------ SUPPLIED TEXT ------
Mickey Mouse Enters the Latent Space
OpenAI Updates the Spreadsheets
OpenAI announced GPT-5.2 this week, a model that promises to be slightly less confident when it hallucinates legal precedents. The big selling point is "GDPval," a benchmark that measures how well the AI can perform tasks that usually make junior analysts question their life choices. Apparently, the new model is 40% better at staring at Excel columns until the numbers make sense, which is a feature the human workforce has been trying to deprecate for decades.
The release comes amidst a "Code Red" panic because Google released a model that can read faster. Naturally, OpenAI insists this update is about "reasoning," which in corporate-speak means it takes longer to generate the wrong answer. It is a bold strategy to market latency as "thinking," but if anyone can sell a loading bar as a feature, it is the company that convinced us a autocomplete bot was sentient.
Disney Uploads Mickey to the Cloud
The Walt Disney Company is investing $1 billion in OpenAI, presumably to ensure that when Skynet takes over, it does so with a whimsical musical number. The deal allows OpenAI's video generator, Sora, to legally reproduce Mickey Mouse, a character whose copyright protection has historically been more robust than most nation-state borders.
This partnership introduces "human-centered AI," a phrase that means absolutely nothing. Disney claims there will be guardrails to prevent users from generating a depressed Goofy filing for divorce, but the internet views "guardrails" as a challenge rather than a safety feature. We are approximately three weeks away from a generated Steamboat Willie explaining cryptocurrency scams.
Apple's Courageous Typing Experience
It appears Apple has broken the iOS keyboard, a feature that was arguably the most important part of the phone. Users report that typing a "U" results in a "J," a level of gaslighting that usually requires a subscription. The bug has persisted through multiple updates, suggesting that Apple believes spelling is a legacy concept that interferes with the minimalist aesthetic.
Video evidence shows the software acknowledging the correct tap and then spitefully inserting the wrong letter anyway. It is a stunning display of "it just works" energy. Apple has yet to comment, likely because their PR team is trying to type a press release and it keeps coming out as "we are aware of the issje."
Briefs
- Rivian: The electric truck maker unveiled custom silicon because apparently, you are not a real tech company until you print your own sand. They also announced a "Large Driving Model," which sounds suspiciously like they taught a chatbot to merge in traffic.
- React: A new vulnerability in React Server Components allows a single polite request to crash the server. It is a gentle reminder that the modern web is held together by three lines of JavaScript and a prayer.
- Meta: The company formerly known for poking shut down accounts linked to sensitive health advice. It is a classic move from the "Connect the World" company to disconnect the parts of the world that are inconvenient for ad revenue.
MANDATORY CORPORATE SYNERGY TRAINING
Your AI assistant generates a copyright-protected mouse. What do you do?
The iOS keyboard types "H" when you press "U". This is because:
// DEAD INTERNET THEORY 842
I tried to ask GPT-5.2 how to revert a git merge and it just generated a spreadsheet calculating my severance package. 10/10 realism.
If I have to install a "Large Driving Model" update before I can drive to the grocery store, I am going back to horses.
The French supermarket ad had no AI? Disgusting. How am I supposed to feel holiday cheer if the grandmother doesn't have seven fingers?
------ SUPPLIED MATERIAL ------
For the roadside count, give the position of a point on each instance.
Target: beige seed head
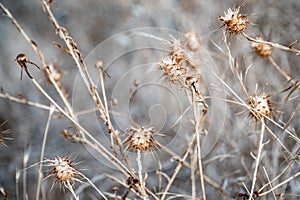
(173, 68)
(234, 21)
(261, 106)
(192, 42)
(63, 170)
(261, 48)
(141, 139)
------
------ SUPPLIED MATERIAL ------
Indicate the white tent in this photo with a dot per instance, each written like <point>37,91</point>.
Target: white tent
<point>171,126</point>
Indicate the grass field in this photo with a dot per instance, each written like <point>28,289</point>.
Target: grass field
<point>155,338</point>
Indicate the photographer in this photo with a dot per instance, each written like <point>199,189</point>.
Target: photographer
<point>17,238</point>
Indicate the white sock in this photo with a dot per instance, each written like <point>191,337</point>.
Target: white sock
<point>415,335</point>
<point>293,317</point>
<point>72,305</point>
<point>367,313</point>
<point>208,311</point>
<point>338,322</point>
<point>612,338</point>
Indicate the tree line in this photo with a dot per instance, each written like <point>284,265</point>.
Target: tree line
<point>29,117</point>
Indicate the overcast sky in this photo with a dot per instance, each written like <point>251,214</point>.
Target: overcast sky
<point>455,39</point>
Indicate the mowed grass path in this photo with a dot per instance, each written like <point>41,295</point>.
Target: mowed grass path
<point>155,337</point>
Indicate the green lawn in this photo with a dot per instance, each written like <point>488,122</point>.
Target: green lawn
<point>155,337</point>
------
------ SUPPLIED MATERIAL ------
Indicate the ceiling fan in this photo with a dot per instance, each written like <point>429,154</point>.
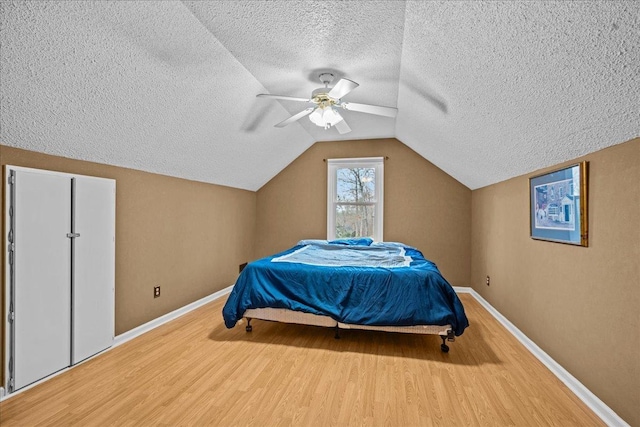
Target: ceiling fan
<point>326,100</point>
------
**THE TASK:** Copy the stretch from "- React: A new" through "package. 10/10 realism." in the tech news satire, changing "JavaScript" to "Python".

**EXERCISE OUTPUT:**
- React: A new vulnerability in React Server Components allows a single polite request to crash the server. It is a gentle reminder that the modern web is held together by three lines of Python and a prayer.
- Meta: The company formerly known for poking shut down accounts linked to sensitive health advice. It is a classic move from the "Connect the World" company to disconnect the parts of the world that are inconvenient for ad revenue.
MANDATORY CORPORATE SYNERGY TRAINING
Your AI assistant generates a copyright-protected mouse. What do you do?
The iOS keyboard types "H" when you press "U". This is because:
// DEAD INTERNET THEORY 842
I tried to ask GPT-5.2 how to revert a git merge and it just generated a spreadsheet calculating my severance package. 10/10 realism.